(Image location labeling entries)
(begin)
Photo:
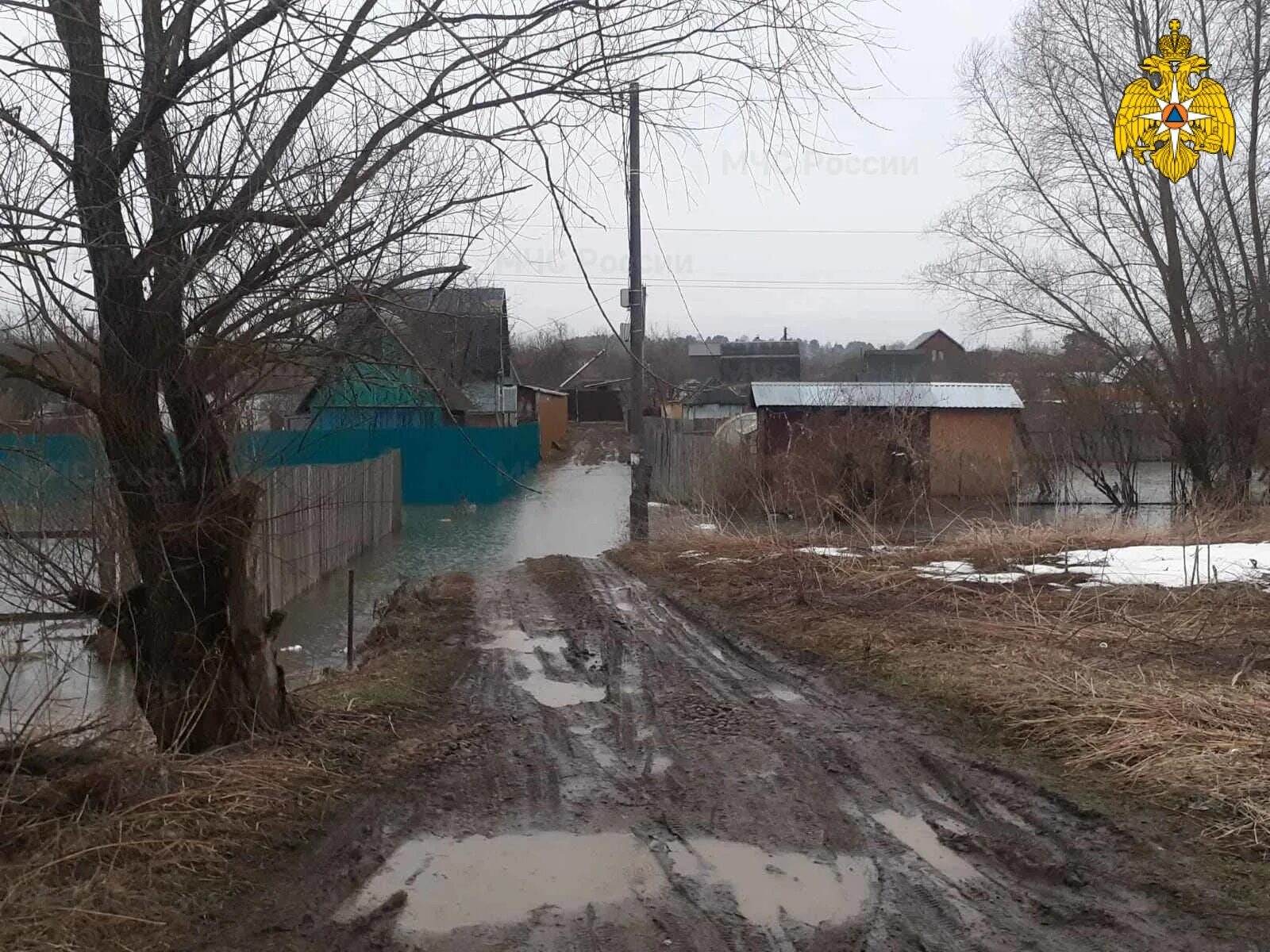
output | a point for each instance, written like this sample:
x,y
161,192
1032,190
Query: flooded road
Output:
x,y
572,509
645,780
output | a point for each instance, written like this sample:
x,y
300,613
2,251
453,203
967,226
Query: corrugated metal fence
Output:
x,y
315,520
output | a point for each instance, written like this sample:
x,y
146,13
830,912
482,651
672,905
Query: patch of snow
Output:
x,y
964,571
1168,566
1174,566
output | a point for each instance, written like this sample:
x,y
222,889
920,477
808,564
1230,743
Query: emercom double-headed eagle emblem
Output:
x,y
1179,117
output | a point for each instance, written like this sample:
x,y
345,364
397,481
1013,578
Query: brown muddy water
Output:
x,y
683,789
48,681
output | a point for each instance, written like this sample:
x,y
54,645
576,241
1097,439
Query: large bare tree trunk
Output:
x,y
205,666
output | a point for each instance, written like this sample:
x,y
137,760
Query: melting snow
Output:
x,y
964,571
1170,566
1174,566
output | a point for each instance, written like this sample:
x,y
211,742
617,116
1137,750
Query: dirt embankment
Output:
x,y
649,780
592,443
111,846
1140,693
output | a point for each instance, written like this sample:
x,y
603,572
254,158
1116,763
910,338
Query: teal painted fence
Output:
x,y
438,463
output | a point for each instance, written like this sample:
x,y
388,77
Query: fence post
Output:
x,y
349,620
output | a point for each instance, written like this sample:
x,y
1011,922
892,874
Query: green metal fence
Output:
(end)
Brief =>
Pick out and copy each line of the data that contains the word "fence". Case counts.

Full response =>
Query: corrugated metal fence
Query: teal painted fence
Query: fence post
Query: green metal fence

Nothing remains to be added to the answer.